→ **Your tasks**
• 1. Answer these from the quantum computing article:
(a) Which years do the U.S. government and big tech companies present as a turning point for practical use?
(b) On what date did The Verge report on today's quantum computers?
(c) By what years does the administration plan to move government systems to post-quantum cryptography?
• 2. Retype the stretch of the quantum computing article from "[DigitalToday reporter Jinju" through "yet been proven.".
• 3. Name each distinct four-digit year that appears in the quantum computing article.

→ **Extract provided**
_ _ _ _ _ _ _

At the heart of the debate is not the potential of quantum computers, but whether today’s technology has reached a stage where it can solve real problems. [Photo: Shutterstock]

[DigitalToday reporter Jinju Hong (홍진주)] The race to invest in quantum computers is heating up further. The U.S. government and major big tech companies are accelerating development, presenting 2028 to 2030 as a turning point for practical use. Researchers, however, say commercially meaningful results have not yet been proven.

The Verge reported on June 30 (local time) that today’s quantum computers are not large enough and have high error rates, and there is still no confirmed case of solving problems at a level usable in industry. Quantum computers have the potential to carry out far more complex calculations than conventional computers. Researchers broadly agree they have yet to move beyond the laboratory stage.

Even so, the United States is stepping up efforts to foster the quantum industry. President Donald Trump’s science adviser recently set a goal of developing, by 2028, a quantum computer capable of being used for scientific research. Trump also signed an executive order to support the U.S. quantum computing industry with an eye on technology competition with China. The administration also announced a plan to shift government systems to post-quantum cryptography by 2030 to 2031.

_ _ _ _ _ _ _

Rows from a pointing dataset:
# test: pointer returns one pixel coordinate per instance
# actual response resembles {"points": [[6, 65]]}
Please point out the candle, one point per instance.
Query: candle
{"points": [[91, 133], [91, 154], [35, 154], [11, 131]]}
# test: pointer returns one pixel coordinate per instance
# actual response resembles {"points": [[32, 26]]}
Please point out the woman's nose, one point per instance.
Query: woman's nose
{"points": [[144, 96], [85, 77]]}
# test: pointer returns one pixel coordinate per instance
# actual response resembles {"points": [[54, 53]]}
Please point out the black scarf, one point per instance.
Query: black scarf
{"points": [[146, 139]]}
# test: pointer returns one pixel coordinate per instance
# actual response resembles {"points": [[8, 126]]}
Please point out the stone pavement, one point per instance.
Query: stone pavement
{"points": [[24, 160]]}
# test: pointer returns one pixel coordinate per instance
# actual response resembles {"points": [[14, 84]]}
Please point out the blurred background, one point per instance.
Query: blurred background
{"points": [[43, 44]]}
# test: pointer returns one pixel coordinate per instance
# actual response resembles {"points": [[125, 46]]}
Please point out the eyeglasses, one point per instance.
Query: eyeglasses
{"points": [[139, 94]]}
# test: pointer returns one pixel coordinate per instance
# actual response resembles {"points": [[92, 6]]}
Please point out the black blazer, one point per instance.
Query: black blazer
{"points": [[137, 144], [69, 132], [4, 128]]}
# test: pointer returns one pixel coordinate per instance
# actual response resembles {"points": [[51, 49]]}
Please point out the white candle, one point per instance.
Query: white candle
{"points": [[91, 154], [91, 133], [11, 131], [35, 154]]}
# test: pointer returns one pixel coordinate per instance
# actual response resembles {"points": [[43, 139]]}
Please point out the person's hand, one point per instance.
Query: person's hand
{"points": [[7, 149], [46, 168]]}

_ _ _ _ _ _ _

→ **Results**
• 1.
(a) 2028 to 2030
(b) June 30 (local time)
(c) 2030 to 2031

• 2.
[DigitalToday reporter Jinju Hong (홍진주)] The race to invest in quantum computers is heating up further. The U.S. government and major big tech companies are accelerating development, presenting 2028 to 2030 as a turning point for practical use. Researchers, however, say commercially meaningful results have not yet been proven.

• 3. 2028, 2030, 2031